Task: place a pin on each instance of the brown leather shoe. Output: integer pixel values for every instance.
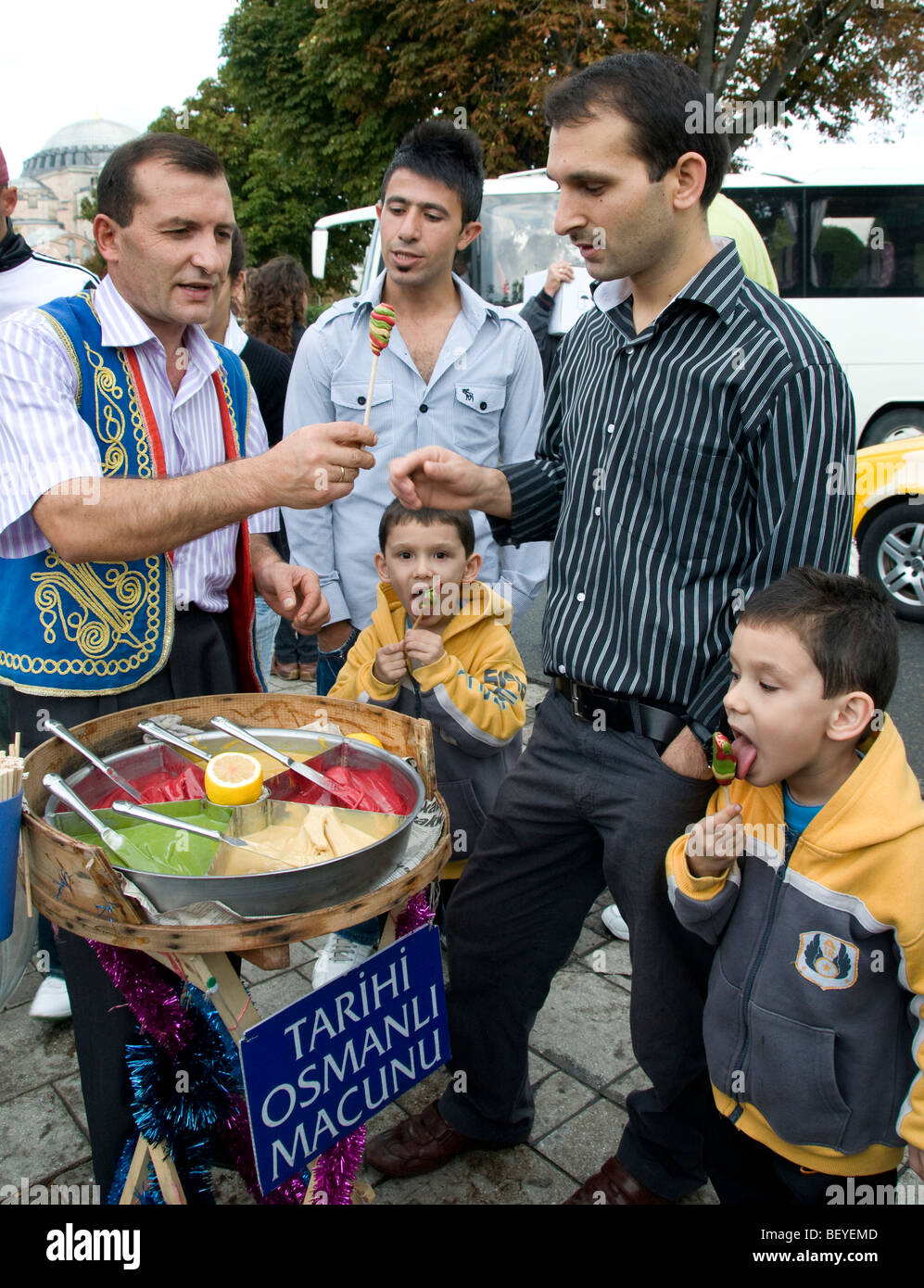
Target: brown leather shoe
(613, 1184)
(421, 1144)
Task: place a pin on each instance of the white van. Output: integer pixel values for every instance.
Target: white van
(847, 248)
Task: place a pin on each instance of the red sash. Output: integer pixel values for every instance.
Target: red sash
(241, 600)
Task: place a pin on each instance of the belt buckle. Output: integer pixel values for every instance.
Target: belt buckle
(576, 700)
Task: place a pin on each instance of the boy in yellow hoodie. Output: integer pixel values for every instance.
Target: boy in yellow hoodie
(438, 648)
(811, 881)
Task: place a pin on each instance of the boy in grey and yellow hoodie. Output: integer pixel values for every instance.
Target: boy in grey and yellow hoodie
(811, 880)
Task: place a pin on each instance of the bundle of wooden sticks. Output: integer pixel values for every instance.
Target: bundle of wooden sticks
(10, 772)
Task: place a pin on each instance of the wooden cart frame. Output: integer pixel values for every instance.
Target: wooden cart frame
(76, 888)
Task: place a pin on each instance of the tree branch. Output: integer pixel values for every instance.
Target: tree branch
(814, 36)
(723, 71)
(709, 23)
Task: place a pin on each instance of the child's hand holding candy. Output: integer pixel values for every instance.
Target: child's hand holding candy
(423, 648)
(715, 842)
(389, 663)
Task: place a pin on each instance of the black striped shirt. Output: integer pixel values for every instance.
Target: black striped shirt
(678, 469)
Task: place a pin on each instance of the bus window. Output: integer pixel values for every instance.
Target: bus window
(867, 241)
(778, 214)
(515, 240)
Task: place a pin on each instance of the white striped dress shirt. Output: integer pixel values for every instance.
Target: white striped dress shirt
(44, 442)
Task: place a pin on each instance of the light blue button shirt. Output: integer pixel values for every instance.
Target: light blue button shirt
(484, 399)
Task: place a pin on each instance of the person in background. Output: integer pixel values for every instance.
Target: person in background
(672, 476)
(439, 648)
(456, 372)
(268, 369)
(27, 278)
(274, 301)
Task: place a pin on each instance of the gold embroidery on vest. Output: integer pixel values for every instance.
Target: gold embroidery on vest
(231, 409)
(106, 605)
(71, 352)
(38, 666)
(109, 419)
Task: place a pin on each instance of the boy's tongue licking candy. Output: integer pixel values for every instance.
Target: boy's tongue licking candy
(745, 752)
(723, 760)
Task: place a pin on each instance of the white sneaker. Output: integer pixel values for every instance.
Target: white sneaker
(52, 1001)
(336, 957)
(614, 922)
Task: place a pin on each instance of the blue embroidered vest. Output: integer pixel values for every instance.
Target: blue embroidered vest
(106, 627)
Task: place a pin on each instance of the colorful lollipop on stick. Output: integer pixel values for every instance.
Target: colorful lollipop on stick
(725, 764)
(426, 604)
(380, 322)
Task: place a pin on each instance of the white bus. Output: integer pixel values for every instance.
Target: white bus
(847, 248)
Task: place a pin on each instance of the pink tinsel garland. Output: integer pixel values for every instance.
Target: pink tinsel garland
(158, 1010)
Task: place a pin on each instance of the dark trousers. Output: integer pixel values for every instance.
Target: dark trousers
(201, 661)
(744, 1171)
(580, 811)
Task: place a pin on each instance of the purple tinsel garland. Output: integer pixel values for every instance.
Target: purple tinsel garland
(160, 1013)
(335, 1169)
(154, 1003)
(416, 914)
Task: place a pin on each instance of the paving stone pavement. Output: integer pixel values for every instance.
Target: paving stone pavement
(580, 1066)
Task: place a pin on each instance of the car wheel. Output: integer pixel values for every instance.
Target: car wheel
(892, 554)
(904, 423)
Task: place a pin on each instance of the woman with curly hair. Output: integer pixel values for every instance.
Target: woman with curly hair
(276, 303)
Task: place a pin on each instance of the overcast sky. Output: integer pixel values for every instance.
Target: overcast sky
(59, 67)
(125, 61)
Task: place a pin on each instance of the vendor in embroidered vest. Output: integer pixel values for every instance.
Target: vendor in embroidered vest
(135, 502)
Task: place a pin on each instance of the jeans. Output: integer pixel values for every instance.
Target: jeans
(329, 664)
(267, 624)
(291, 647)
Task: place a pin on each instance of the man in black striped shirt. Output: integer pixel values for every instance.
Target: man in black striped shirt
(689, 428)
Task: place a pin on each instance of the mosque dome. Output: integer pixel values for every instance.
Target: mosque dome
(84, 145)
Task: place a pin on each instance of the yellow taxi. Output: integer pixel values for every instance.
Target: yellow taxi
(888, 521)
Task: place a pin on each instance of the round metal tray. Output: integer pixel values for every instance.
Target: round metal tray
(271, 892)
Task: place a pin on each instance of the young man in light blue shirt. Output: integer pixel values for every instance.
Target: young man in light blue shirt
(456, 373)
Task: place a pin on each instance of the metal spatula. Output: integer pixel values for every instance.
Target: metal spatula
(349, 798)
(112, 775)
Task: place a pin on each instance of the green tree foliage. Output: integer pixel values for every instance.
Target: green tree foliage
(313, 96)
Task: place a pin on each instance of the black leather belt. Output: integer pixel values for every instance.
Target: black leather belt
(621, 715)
= = = = = = =
**Exercise instructions:** Return each entry exactly as it stands above, apart from any images.

**Expected answer:**
Task: place a pin on each instance of the brown leather shoe. Output: integer pixel values for every instance.
Target: brown leather shoe
(613, 1184)
(421, 1144)
Task: place a pin on each instance of the white van. Output: integer pixel values for every instance.
Target: white van
(847, 248)
Task: place a pin on each instance of the red sash. Output: integer pixel values for every instance.
Target: red sash
(241, 600)
Task: place a pin on each instance of the belt buckle. Output: integer pixel values for every instance.
Target: belt buckle
(576, 700)
Task: place a pin on each instance of the boy in yellow hoodie. Output: integer pixel values for every instance.
Target: boy in yellow hoodie
(438, 648)
(811, 881)
Task: place a pin on each instance of the boy in grey and yellow hoodie. Output: integer pixel values for every instance.
Target: boy in grey and yellow hoodie
(811, 880)
Task: place a pin on each instance of the bundle of wooden sticks. Output: integer pixel values for every instance.
Target: bundle of wooden sticks
(10, 772)
Task: place a pin on each instance of the wooden cart frame. Output: integer pixel values for every instance.
Target: wooden cart frame
(76, 888)
Task: place a pin on each instance of the tree branch. Output: integer pixel values for every instance.
Target: tree branch
(814, 36)
(723, 71)
(709, 23)
Task: place a pin on each instance of the child's hand holding candy. Output: integer pixel values for every instance.
Target: child's hand holding candy
(423, 648)
(715, 842)
(389, 663)
Task: place a pin on each instance of the black striped shirt. Output: integer pixel values for every instance.
Target: black striped shirt
(678, 469)
Task: place a pin on each instance of the bus window. Output: integer pixel values for every instance.
Target: bus window
(867, 241)
(778, 214)
(515, 240)
Task: place a pin on each instance of the white striped dress shirt. Output: integer pixel values for every instance.
Target: white striped dress shirt
(44, 442)
Task: place a pin on each instance of the light blue button shirt. Output: integer pixel values for every instance.
Target: light blue button shirt
(484, 399)
Task: place a pin on each instance of the person in background. Output: integer pixel values for every instance.
Target: person in background
(672, 476)
(439, 648)
(456, 372)
(268, 369)
(27, 278)
(274, 301)
Task: place a pin on each instance of the gold embroidery on vest. Output: integer pixel values for every instance.
Target: gold embroidery on vest
(231, 409)
(106, 605)
(71, 352)
(38, 666)
(109, 419)
Task: place a pin on each instance of the boy's tongue licking candy. Output: integer pixel values for every instance.
Target: boy's tongue licking candy
(745, 752)
(723, 760)
Task: place a pin on each instance of the white sneaker. Output: integer pixel values for every instance.
Target: white sneaker
(52, 1001)
(336, 957)
(614, 922)
Task: place a pin on each instance of the blue embroidered vest. Output: integer pixel values for every instance.
Target: blue embroidered vest
(106, 627)
Task: place a pin on each instance of the colorful lollipop on stick. Output: integer pixel values for every instance.
Target: colorful lollipop on stick
(725, 764)
(426, 604)
(380, 322)
Task: place a pin on each instance of the white bus. Output: integer pixel values for every instance.
Target: white bus
(847, 248)
Task: place a pin on each instance of the pink tinsel garland. Output: integer pixel values for every instance.
Target: pink tinsel garland
(158, 1010)
Task: place a pin on each instance of the dark trousers. Output: integer pixel values for every instance.
Target: dark trousers
(201, 661)
(744, 1171)
(580, 811)
Task: place a pin on each instance of the purple tinsel garland. Output: integer pixel values for every instance.
Target: purple tinsel garland
(160, 1013)
(335, 1169)
(154, 1003)
(416, 914)
Task: place a pin on each instance of the paving stone pavement. Output: integer pixel values for every instance.
Target: paving stone pavement
(580, 1066)
Task: place a pin on each instance of the car wheel. Output: integer pixel values for every instance.
Target: car wheel
(892, 554)
(904, 423)
Task: place a pin on each instance of the woman with curly hair. Output: integer pixel values for every instance.
Target: woman with curly hair
(276, 303)
Task: place a pin on each instance of the overcast sky. Output: integer pixel values for every instance.
Target: overcast sky
(59, 67)
(125, 61)
Task: place a pin on each instance of the vendor in embroidered vest. Output: integer pixel values for every instance.
Target: vendor in embroidered vest
(135, 502)
Task: place a pin on each instance of the jeans. Output: integer pixel values for every instance.
Target: jeans
(329, 664)
(267, 624)
(291, 647)
Task: place a pin on each instance of the man in black striped shirt. Output: integer pixel values for every instance.
Target: man in black striped shirt
(689, 428)
Task: place a pin on each instance of the mosque dome. Output: integer pixel values for every instance.
Target: mosque dome
(84, 145)
Task: place a pin on each instance of the yellow taxi. Output: integer pixel values for every instance.
Target: yellow taxi
(888, 521)
Task: place a pin on each instance of the round metal tray. Output: integer pixel values for every instance.
Target: round metal tray
(271, 892)
Task: place a pin on each instance of the young man in light blue shirt. Output: integer pixel values for every instance.
Target: young man in light blue shirt
(456, 373)
Task: place a pin on each instance of the metal spatula. Output: integer pixel values for every instance.
Target: metal spatula
(349, 798)
(112, 775)
Task: place a pin on each instance of the green tree foliage. Output: integer pixel values for every instance.
Target: green tree foliage
(313, 96)
Task: place a pin on each instance of the black leather belt. Output: integer pixel values for every instance.
Target: black leather belt
(621, 715)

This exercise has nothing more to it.